About this task: Whenever a line of the listing contains the string "iron", return that line.

Provided data:
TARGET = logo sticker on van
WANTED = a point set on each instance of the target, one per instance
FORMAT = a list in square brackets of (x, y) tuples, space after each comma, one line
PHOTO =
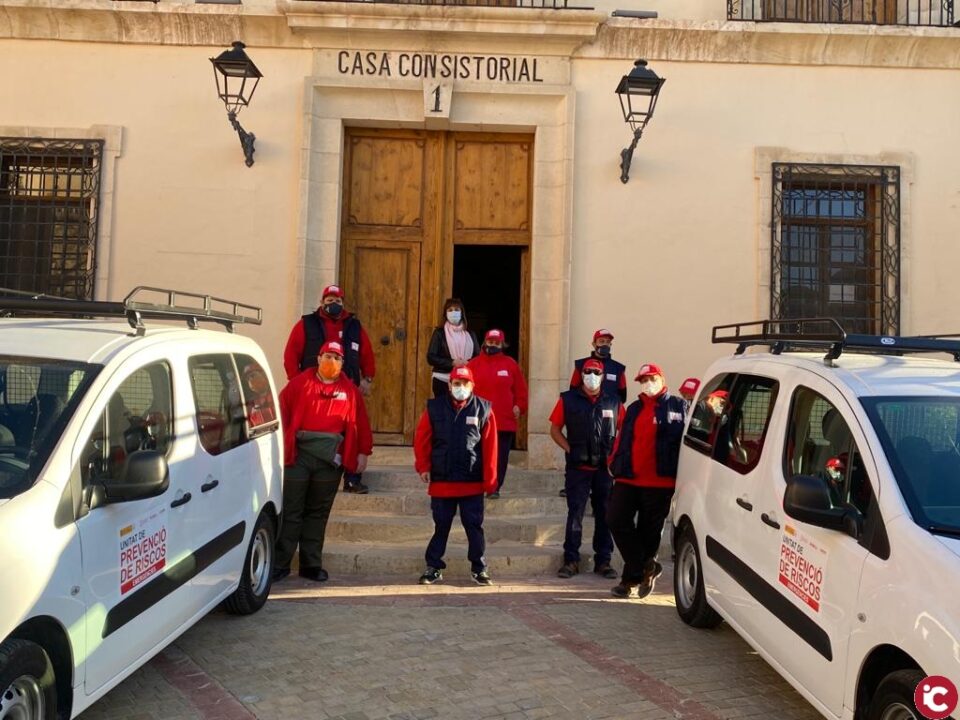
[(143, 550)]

* * *

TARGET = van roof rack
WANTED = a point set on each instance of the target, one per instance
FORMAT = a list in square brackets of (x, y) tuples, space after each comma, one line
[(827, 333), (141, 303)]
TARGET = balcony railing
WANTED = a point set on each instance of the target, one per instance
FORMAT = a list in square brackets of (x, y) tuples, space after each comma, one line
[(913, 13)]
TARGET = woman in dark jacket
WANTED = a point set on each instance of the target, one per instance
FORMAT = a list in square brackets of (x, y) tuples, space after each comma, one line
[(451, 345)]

--

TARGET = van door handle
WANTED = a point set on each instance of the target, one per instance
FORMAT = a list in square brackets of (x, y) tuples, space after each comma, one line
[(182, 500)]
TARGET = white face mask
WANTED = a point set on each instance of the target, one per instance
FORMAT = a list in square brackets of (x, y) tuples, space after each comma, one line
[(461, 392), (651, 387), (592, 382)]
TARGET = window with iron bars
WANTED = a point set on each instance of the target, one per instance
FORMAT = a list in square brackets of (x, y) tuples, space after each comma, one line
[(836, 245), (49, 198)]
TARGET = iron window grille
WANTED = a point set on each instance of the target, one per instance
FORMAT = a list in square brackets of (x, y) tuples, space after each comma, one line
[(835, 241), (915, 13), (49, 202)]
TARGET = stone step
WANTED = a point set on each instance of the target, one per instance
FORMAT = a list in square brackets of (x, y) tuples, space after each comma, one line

Result of the exercise:
TARGET = window with iron bars
TARGET = iron window grille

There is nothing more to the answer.